— Work to be completed —
Quote all lines below exactly. Images stay out.

— Available data —
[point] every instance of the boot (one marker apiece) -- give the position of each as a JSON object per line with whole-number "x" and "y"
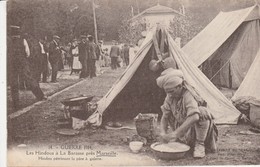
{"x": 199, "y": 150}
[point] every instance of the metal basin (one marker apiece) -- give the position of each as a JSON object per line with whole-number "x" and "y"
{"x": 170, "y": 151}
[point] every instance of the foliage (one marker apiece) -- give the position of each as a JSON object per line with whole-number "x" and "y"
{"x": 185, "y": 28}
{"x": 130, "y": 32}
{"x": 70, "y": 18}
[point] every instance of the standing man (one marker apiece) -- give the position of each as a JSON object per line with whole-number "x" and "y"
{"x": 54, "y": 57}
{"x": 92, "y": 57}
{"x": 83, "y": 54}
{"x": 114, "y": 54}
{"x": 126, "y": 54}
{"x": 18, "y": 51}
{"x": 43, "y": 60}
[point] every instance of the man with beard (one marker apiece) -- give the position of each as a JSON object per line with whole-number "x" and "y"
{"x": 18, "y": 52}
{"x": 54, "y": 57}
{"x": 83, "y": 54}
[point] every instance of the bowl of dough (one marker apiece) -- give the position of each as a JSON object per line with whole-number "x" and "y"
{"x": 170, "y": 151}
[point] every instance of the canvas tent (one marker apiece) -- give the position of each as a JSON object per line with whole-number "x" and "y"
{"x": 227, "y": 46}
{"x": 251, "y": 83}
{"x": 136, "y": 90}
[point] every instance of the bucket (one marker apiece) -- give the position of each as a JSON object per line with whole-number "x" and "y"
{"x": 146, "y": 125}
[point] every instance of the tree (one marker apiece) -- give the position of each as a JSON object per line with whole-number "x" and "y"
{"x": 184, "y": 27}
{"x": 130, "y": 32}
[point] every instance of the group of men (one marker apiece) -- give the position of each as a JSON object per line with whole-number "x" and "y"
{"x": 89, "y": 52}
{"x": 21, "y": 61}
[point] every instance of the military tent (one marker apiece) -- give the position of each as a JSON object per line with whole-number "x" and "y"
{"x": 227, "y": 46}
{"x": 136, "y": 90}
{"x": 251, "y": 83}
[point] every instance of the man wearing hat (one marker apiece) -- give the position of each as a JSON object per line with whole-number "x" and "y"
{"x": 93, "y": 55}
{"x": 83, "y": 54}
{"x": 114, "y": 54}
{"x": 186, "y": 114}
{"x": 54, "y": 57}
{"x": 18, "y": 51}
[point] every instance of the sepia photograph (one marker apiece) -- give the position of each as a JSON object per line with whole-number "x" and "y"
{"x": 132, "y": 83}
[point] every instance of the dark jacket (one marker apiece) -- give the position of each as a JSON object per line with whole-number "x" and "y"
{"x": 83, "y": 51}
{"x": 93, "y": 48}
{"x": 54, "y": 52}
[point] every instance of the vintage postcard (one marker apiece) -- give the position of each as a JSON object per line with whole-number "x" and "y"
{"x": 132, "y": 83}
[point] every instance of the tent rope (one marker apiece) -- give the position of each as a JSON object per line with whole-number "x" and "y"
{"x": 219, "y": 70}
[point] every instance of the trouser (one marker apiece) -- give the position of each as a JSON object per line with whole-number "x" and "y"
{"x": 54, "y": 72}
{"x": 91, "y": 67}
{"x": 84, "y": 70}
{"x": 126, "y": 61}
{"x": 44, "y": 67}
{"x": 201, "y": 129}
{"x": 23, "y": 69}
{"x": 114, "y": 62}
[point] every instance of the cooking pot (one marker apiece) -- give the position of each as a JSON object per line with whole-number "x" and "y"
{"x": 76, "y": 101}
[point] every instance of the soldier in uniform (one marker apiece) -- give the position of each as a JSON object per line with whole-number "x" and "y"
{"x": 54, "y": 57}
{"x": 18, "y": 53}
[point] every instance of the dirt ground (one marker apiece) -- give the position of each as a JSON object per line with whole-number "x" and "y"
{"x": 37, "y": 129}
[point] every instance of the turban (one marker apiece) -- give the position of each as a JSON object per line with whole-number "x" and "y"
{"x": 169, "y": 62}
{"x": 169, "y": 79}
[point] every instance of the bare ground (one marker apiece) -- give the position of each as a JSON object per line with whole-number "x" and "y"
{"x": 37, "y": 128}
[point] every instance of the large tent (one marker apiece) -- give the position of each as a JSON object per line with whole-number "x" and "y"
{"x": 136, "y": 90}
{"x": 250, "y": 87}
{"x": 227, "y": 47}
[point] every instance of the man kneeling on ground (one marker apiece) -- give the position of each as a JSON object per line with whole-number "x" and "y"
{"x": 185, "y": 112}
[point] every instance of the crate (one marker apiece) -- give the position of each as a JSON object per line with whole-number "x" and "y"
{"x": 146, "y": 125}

— Written answer —
[point] every instance of the boot (one marker apiece) -- give the position of each as a JSON object per line with whole-number "x" and "y"
{"x": 199, "y": 150}
[point] every instance of the metal basin (one marker apiece) -- give the position of each as a JSON object per line with whole-number "x" and "y"
{"x": 170, "y": 151}
[point] every instance of the foliage (one marker apiece) -- give the position of each as a JSON object per line with whole-number "x" and "y"
{"x": 185, "y": 28}
{"x": 130, "y": 32}
{"x": 70, "y": 18}
[point] every instance of the standing man (one marker apiece) -- give the position of each as a JSON object per line with whole-number "x" and "y"
{"x": 54, "y": 57}
{"x": 92, "y": 57}
{"x": 83, "y": 54}
{"x": 114, "y": 54}
{"x": 126, "y": 54}
{"x": 18, "y": 51}
{"x": 43, "y": 60}
[point] every instance of the man with beard (one marker apiece) -- give the position of each as a JSON object per line with whole-number "x" and "y"
{"x": 18, "y": 52}
{"x": 54, "y": 57}
{"x": 83, "y": 54}
[point] every instance of the bowl of dough (one marker apiece) -- give the position of each as a JSON object per line with whole-number "x" and "y"
{"x": 170, "y": 151}
[point] every instance of the canvas tent (one marker apiece) -- give the position of each as a JSON object per line with whole-number "x" and "y"
{"x": 227, "y": 46}
{"x": 251, "y": 83}
{"x": 136, "y": 90}
[point] every instance of the bucket (one marker apiece) -- give the position of each as a JSON object per line with whole-number "x" and "y"
{"x": 146, "y": 125}
[point] every instance of the tree (one marker apiece) -- give the position of each as a JSON object per line with whole-number "x" and "y"
{"x": 184, "y": 27}
{"x": 130, "y": 32}
[point] every instance of the group of men (one marker apiece) -- give the position of each as a JSON object per line with whole-number "x" and "y"
{"x": 89, "y": 52}
{"x": 21, "y": 61}
[point] every instance of the military tent (one marker apiece) -- give the position of each as a JSON object per line with whole-number "x" and "y"
{"x": 227, "y": 46}
{"x": 136, "y": 90}
{"x": 251, "y": 83}
[point] every instance of the man wearing hat (one marker apiece) -- give the position of each as a JSON object per line with whole-number "x" and "y"
{"x": 93, "y": 55}
{"x": 83, "y": 54}
{"x": 114, "y": 54}
{"x": 186, "y": 114}
{"x": 54, "y": 57}
{"x": 18, "y": 51}
[point] every instance of the sepia photograph (one marker apiece) -- give the position of each as a JSON object per line with whole-number "x" and "y"
{"x": 132, "y": 83}
[point] every instance of the dark jacket (one marker apiece) -- give the position of each as a JSON object per line with whole-number "x" and "y"
{"x": 83, "y": 51}
{"x": 93, "y": 48}
{"x": 54, "y": 52}
[point] every instance of the vintage postcard (one marker apiece) -- give the position of each as a JSON object per line with whole-number "x" and "y"
{"x": 132, "y": 83}
[point] every instance of the tent rope (one marker apiece) -- give the position of each as a JSON object per line with whole-number "x" and "y"
{"x": 219, "y": 70}
[point] every instance of the trouser (one marker apiece) -- give the position of each as a JSON object per line with whole-number "x" and "y"
{"x": 54, "y": 72}
{"x": 91, "y": 67}
{"x": 84, "y": 70}
{"x": 126, "y": 61}
{"x": 44, "y": 67}
{"x": 201, "y": 129}
{"x": 23, "y": 69}
{"x": 114, "y": 62}
[point] every instance of the cooking pot (one marker apiece) -- give the position of each as a JSON object per line with whole-number "x" and "y"
{"x": 76, "y": 101}
[point] every instance of the soldier in uniform (one marker apiece) -- give the position of each as a JSON object per line with whole-number "x" and "y"
{"x": 54, "y": 57}
{"x": 18, "y": 53}
[point] every instance of the dirt ground (one marker apiece) -- give the position of each as a JSON object per line with whole-number "x" and "y"
{"x": 37, "y": 129}
[point] every instance of the turban (one marker apiece) -- give the position of each as a JSON object per line with whole-number "x" and "y"
{"x": 169, "y": 62}
{"x": 169, "y": 79}
[point] every instance of the bare ground (one marker apiece) -- give the position of each as a JSON object per line with whole-number "x" and "y"
{"x": 37, "y": 128}
[point] every instance of the large tent (one marker apiece) -- give the position of each as a JSON object per line with whole-number "x" and "y"
{"x": 136, "y": 90}
{"x": 250, "y": 87}
{"x": 227, "y": 47}
[point] every instance of the man kneeling on ground (one marker apiece) -- give the position of each as a JSON object per line with whole-number "x" and "y"
{"x": 185, "y": 112}
[point] every instance of the crate (one marker apiece) -- give the position of each as a JSON object per line with whole-number "x" and "y"
{"x": 146, "y": 125}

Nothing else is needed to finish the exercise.